Required work: Repeat precisely the line in which "the door ->" occurs and all lines that follow it in the entries below. Pictures must be omitted.

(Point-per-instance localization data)
/---

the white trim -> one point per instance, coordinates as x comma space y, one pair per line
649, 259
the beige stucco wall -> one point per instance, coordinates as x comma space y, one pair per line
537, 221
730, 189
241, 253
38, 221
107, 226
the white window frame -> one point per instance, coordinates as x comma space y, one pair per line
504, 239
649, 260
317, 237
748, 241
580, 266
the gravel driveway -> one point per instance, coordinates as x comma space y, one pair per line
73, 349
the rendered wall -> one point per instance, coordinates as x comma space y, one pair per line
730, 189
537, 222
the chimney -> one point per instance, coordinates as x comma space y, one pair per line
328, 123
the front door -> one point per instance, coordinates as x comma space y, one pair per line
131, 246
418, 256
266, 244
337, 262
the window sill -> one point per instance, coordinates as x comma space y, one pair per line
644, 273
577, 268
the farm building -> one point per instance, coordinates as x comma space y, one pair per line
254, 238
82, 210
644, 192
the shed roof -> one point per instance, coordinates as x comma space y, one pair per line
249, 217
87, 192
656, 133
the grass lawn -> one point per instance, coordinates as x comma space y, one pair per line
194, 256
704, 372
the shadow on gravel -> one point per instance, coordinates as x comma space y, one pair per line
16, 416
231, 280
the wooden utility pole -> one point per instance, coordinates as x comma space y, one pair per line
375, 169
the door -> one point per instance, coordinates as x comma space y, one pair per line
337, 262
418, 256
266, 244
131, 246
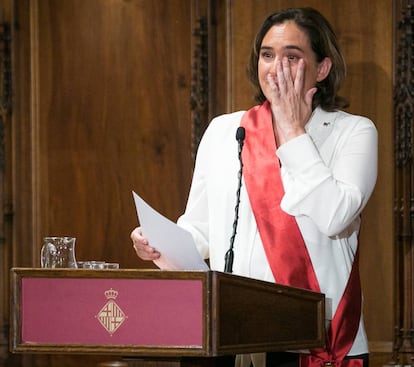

\---

Expected output:
the door -> one point per instance, coordinates as x comma space y, one pair per line
337, 262
418, 256
266, 244
131, 246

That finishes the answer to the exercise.